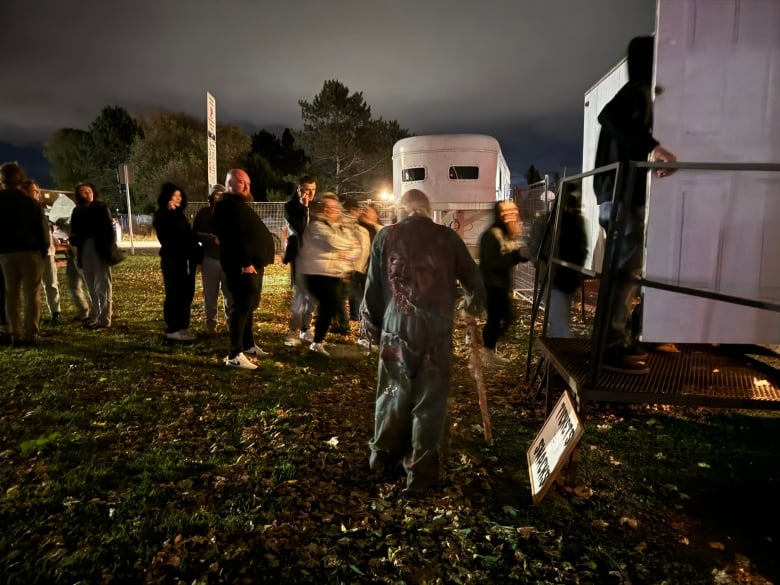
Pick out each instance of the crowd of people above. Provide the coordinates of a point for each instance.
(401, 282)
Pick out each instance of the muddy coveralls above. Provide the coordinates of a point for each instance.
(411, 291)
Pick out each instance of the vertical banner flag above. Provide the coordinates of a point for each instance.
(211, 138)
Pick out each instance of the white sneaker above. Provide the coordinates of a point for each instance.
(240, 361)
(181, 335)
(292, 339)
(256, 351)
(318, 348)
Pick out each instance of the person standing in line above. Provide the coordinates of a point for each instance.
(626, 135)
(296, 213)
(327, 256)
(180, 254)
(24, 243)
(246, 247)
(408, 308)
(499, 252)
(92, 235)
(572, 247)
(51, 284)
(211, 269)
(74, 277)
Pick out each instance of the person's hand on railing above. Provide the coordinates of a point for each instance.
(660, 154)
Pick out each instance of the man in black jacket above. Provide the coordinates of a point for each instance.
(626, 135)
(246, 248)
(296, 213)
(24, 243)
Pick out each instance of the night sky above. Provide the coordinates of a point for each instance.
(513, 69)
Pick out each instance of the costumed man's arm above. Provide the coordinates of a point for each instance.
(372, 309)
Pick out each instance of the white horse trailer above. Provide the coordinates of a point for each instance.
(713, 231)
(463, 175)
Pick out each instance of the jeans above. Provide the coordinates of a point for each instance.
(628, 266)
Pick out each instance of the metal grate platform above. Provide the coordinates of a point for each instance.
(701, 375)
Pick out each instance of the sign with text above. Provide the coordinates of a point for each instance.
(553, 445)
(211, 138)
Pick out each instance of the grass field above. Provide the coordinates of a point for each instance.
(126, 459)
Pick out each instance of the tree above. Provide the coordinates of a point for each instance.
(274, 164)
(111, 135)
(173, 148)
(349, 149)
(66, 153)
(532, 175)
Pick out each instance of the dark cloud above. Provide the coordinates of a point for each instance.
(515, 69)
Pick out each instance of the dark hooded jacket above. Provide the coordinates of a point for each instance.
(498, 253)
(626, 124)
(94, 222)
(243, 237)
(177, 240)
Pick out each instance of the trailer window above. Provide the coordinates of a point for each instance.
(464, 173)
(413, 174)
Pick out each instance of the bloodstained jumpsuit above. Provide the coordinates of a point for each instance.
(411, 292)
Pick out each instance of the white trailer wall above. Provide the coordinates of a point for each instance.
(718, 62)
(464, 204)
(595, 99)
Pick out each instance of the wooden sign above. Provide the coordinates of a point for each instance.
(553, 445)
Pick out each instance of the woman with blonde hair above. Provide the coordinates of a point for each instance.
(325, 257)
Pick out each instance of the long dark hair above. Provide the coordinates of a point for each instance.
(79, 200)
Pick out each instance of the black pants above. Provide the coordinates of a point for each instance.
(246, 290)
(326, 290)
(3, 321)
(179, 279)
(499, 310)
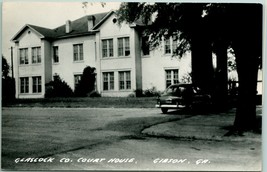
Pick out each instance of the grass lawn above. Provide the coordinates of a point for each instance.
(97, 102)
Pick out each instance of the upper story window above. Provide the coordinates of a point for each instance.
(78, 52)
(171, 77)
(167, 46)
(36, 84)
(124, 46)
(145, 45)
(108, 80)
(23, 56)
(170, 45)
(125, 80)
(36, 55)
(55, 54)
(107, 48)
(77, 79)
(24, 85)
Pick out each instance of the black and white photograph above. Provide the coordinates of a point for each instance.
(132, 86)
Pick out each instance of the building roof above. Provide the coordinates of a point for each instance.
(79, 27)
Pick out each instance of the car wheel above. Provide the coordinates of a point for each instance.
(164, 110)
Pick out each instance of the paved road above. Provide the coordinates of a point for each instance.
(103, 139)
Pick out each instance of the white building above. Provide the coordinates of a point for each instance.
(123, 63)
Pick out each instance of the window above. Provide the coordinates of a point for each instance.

Work required:
Starting at the line that contains "Pick out each instance of the long" and running through the last line of the items, inclusive, give each line as a string in a JSON list, one string per line, skipping blank lines. Leave the pictures out.

Answer in full:
[
  "Pick out each instance of the long dark hair above. Provide the coordinates of a point for each instance.",
  "(79, 200)",
  "Pick out each instance of the black pants above. Provide the coordinates of a point for each instance.",
  "(246, 290)",
  "(326, 290)",
  "(3, 321)",
  "(179, 279)",
  "(499, 310)",
  "Pick out each instance of the grass lawn above. Provide the coordinates of a point for each instance.",
  "(97, 102)",
  "Pick out each instance of the upper story window above. Provide the coordinates of a point for each instance.",
  "(78, 52)",
  "(171, 77)",
  "(167, 46)",
  "(36, 84)",
  "(124, 46)",
  "(145, 45)",
  "(108, 80)",
  "(23, 56)",
  "(170, 45)",
  "(125, 80)",
  "(36, 55)",
  "(55, 54)",
  "(107, 48)",
  "(77, 79)",
  "(24, 85)",
  "Pick out each instance of the black and white photograph above. Provide the coordinates of a point for each instance.",
  "(132, 86)",
  "Pick out each instance of the building roof above. Provide the coordinates of a point for each instance.",
  "(79, 27)",
  "Pick out each instance of the car wheel above. Provide the coordinates of a point for each instance.",
  "(164, 110)",
  "Pick out each instance of the paved road above. Provide the coordinates of a point for each instance.",
  "(103, 139)",
  "Pick out each instance of the white building above. Provide the coordinates of a point for each instance.",
  "(123, 63)",
  "Pick out each instance of the window above. Provide the coordinates of a point for each instance."
]